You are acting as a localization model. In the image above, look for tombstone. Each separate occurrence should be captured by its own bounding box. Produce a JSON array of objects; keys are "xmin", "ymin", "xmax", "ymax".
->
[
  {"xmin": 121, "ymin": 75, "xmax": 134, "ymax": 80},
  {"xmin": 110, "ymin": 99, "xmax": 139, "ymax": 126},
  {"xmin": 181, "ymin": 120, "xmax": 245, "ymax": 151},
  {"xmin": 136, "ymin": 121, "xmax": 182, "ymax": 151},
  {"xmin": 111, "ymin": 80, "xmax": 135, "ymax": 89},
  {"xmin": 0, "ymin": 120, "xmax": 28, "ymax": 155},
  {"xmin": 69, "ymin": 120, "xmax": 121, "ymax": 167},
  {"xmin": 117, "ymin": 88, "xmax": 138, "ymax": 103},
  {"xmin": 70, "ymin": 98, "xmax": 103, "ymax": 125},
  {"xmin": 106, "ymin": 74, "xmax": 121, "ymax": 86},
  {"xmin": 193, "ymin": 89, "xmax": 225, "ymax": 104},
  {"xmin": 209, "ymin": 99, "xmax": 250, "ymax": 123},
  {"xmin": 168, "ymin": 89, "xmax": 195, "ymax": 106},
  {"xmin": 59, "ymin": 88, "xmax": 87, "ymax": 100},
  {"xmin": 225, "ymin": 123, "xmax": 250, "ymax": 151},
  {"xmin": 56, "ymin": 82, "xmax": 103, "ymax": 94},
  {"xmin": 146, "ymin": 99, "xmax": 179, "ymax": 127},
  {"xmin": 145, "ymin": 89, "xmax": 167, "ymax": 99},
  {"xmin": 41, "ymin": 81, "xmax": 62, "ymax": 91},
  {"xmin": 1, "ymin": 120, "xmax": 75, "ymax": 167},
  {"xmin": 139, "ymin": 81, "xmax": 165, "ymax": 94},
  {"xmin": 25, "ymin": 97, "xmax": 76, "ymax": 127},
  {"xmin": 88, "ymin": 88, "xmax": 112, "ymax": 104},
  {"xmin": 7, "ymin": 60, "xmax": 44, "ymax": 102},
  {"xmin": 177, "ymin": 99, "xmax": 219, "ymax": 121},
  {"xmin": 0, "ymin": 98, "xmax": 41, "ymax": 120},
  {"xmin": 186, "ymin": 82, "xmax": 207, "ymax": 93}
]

★ ★ ★ ★

Exercise: List each line of the records above that contains the word "captured", matching case exactly.

Expected answer:
You are acting as a localization model. In the image above, look for tombstone. Each separate occurrence should be captured by its own bounding box. Produce a JSON array of objects; keys are "xmin", "ymin", "xmax", "ymax".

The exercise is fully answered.